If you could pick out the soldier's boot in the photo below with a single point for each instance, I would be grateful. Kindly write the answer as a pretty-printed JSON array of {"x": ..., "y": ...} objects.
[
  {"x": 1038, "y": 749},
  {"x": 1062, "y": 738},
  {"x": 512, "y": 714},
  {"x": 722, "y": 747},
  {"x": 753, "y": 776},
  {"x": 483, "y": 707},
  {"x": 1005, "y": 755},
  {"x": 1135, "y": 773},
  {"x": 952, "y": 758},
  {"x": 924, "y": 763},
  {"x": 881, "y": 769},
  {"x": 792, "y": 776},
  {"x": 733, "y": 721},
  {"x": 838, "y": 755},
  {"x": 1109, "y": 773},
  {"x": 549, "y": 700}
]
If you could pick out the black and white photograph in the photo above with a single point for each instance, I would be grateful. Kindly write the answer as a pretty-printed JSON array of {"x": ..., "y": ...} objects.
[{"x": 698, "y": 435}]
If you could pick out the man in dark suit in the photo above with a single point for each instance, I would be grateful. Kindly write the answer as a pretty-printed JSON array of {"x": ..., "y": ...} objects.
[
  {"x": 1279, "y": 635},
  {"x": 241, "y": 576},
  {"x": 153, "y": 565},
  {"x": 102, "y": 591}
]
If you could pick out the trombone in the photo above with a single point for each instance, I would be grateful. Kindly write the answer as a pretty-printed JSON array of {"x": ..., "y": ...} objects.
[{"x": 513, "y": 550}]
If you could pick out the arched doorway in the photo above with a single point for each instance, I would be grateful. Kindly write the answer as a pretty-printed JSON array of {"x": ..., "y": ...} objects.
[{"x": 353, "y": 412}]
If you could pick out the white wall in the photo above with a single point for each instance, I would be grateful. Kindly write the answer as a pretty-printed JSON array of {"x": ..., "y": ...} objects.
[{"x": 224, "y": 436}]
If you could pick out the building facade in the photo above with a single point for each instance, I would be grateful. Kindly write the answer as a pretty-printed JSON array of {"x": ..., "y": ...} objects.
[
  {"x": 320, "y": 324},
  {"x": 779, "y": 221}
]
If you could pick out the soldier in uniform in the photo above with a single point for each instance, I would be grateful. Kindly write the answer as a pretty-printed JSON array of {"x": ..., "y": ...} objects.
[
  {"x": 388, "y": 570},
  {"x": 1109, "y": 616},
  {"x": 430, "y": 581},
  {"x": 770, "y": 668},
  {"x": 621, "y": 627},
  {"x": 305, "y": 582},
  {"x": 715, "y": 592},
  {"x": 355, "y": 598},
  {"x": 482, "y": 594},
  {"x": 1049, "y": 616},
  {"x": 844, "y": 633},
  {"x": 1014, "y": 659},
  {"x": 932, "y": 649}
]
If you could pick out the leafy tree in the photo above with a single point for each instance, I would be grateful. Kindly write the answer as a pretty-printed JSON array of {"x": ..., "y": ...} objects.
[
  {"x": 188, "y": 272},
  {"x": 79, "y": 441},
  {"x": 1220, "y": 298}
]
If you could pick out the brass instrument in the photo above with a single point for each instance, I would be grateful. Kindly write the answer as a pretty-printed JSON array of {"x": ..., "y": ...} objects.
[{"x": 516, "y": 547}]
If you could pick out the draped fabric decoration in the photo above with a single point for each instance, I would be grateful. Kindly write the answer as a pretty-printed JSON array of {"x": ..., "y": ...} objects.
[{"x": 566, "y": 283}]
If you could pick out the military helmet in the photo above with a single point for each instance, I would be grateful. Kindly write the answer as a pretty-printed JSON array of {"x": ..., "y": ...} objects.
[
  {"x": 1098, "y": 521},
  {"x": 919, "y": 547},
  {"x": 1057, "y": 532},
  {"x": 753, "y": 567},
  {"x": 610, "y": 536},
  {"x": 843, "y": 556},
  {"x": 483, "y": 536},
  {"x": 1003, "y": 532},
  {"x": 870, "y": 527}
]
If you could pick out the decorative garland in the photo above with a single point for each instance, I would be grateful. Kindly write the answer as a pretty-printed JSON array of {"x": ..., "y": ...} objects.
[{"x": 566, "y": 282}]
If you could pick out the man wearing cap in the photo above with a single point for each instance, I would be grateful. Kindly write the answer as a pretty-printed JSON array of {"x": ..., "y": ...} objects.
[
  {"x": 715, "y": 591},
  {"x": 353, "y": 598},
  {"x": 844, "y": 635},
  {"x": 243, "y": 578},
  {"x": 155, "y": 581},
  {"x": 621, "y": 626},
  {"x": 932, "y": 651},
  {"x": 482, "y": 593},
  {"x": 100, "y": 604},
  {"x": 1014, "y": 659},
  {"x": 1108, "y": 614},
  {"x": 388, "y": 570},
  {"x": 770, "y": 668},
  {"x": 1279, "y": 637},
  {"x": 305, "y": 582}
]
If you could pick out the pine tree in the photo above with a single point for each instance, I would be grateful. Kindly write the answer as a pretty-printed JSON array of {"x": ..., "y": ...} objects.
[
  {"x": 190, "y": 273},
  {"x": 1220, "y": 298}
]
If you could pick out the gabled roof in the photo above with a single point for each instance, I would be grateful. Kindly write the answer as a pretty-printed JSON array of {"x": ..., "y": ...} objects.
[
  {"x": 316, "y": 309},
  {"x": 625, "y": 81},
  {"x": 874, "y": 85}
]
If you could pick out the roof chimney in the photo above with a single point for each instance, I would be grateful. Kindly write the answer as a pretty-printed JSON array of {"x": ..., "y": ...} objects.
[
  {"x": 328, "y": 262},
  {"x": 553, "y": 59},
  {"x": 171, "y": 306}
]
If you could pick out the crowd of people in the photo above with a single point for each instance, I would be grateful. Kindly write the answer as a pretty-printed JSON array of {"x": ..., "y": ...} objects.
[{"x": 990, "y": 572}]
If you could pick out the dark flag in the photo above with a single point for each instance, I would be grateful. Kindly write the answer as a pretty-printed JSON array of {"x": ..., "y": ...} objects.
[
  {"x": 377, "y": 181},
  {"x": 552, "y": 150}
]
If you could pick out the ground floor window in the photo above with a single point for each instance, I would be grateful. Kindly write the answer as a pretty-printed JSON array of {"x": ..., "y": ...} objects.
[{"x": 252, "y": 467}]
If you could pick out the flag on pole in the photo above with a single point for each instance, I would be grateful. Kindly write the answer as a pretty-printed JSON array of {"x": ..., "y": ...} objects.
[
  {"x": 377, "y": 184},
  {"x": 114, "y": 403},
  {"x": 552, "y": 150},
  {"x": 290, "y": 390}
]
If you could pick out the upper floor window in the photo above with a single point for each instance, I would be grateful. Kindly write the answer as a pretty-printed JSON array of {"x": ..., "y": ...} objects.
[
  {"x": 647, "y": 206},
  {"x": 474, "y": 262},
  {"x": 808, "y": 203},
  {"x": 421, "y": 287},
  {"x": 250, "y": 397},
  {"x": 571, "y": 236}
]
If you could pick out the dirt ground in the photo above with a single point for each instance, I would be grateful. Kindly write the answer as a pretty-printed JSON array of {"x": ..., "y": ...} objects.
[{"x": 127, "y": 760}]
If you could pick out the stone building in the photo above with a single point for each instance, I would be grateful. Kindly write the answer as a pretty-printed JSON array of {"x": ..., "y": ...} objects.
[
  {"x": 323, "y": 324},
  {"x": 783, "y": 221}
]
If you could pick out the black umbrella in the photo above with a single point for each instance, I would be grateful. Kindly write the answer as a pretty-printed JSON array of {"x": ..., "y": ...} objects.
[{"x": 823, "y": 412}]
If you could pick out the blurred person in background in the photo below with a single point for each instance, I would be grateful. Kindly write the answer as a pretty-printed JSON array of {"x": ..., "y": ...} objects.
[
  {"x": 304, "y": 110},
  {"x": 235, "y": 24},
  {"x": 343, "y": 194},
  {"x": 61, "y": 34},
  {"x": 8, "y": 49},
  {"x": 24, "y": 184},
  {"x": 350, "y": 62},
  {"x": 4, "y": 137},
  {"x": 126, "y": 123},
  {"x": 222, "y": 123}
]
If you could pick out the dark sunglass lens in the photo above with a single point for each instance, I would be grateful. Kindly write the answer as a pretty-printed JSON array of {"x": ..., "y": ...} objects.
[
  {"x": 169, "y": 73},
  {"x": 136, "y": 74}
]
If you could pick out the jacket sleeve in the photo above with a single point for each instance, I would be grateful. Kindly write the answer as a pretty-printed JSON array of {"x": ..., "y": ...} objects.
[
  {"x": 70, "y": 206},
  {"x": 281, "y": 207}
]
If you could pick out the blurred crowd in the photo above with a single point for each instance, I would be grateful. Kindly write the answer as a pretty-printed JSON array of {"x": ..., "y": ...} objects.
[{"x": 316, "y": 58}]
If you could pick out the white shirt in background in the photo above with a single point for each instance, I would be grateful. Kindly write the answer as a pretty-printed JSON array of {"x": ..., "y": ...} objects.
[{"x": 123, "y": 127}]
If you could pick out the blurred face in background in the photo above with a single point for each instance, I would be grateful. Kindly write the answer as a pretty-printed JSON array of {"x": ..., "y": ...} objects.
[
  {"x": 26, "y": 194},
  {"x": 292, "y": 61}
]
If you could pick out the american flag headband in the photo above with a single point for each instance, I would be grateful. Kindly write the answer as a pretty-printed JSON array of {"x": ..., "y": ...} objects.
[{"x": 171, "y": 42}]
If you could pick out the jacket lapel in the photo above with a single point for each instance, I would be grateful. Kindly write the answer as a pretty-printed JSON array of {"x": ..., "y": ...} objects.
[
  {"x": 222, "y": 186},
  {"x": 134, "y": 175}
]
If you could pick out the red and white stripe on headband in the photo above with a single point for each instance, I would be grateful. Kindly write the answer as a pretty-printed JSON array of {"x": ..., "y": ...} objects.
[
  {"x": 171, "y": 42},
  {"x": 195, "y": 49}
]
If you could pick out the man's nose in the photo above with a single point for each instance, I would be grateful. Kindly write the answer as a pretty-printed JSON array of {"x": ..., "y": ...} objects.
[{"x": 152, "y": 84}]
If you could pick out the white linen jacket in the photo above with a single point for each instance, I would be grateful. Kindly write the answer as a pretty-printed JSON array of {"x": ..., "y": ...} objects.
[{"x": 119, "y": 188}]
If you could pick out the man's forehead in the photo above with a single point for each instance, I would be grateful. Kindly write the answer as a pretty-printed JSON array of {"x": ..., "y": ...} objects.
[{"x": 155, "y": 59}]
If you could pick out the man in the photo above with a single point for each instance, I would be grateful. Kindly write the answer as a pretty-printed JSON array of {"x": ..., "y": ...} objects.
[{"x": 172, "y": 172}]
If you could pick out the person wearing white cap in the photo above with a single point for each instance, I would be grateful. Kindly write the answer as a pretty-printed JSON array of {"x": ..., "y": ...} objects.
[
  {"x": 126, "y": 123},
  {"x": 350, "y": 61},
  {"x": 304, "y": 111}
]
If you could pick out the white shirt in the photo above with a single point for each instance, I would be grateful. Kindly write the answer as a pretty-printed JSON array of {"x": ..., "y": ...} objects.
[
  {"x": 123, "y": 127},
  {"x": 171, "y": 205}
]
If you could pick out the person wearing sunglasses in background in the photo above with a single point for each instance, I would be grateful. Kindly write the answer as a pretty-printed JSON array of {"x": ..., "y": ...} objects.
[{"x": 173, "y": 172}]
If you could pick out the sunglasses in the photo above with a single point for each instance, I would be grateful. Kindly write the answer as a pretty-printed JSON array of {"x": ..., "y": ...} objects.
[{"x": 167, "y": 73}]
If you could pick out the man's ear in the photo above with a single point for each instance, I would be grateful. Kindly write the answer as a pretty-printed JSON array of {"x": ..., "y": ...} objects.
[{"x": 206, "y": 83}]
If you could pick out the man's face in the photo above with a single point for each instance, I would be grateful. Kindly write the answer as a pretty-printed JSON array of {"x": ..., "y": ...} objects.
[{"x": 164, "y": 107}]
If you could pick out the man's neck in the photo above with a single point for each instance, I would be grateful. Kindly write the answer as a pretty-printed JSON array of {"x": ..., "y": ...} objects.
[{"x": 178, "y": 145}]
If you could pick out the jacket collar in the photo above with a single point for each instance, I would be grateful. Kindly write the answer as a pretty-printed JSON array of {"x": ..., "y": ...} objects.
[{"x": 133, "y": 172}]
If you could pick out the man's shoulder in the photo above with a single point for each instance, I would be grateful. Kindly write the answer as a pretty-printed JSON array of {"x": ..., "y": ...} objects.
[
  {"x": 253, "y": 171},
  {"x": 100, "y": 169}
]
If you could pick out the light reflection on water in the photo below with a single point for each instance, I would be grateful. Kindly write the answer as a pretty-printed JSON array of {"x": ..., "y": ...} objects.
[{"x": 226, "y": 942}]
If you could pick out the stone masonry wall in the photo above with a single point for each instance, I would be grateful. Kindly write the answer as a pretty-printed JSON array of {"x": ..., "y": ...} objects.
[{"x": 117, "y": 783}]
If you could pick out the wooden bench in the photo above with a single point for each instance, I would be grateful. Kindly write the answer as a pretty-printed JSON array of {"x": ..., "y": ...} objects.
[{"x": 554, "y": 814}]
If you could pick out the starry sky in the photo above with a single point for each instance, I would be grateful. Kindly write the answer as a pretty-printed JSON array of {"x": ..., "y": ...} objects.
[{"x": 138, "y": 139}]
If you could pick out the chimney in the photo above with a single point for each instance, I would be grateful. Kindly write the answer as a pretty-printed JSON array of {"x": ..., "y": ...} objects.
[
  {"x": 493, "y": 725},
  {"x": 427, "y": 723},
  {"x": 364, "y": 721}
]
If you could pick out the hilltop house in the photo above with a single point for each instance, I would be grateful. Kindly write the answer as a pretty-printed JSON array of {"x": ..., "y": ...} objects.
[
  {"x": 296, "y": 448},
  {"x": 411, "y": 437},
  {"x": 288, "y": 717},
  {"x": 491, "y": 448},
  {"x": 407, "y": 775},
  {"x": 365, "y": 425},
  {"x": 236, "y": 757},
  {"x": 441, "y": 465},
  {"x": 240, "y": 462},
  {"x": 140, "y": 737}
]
+===+
■ Your goal: Render the lines from the one containing "If you could pick out the chimney" through the end of the material as a JSON list of strings, one string per line, leaving out any blank lines.

■ Answer for the task:
[
  "If you could pick out the chimney in the photo above with a single point for each instance, I would be grateful. Kindly write the answer as a pretty-printed JSON array of {\"x\": ..., \"y\": ...} objects.",
  "[",
  "  {\"x\": 493, \"y\": 725},",
  "  {\"x\": 427, \"y\": 723},",
  "  {\"x\": 364, \"y\": 721}",
  "]",
  "If you could pick out the hilltop house in the photo above with a single point for each instance, I would be grateful. Kindly write the answer as a pretty-printed JSON array of {\"x\": ..., \"y\": ...} objects.",
  "[",
  "  {\"x\": 296, \"y\": 448},",
  "  {\"x\": 411, \"y\": 437},",
  "  {\"x\": 288, \"y\": 717},",
  "  {\"x\": 491, \"y\": 448},",
  "  {\"x\": 407, \"y\": 775},",
  "  {\"x\": 365, \"y\": 425},",
  "  {\"x\": 236, \"y\": 757},",
  "  {\"x\": 441, \"y\": 465},",
  "  {\"x\": 240, \"y\": 462},",
  "  {\"x\": 140, \"y\": 737}",
  "]"
]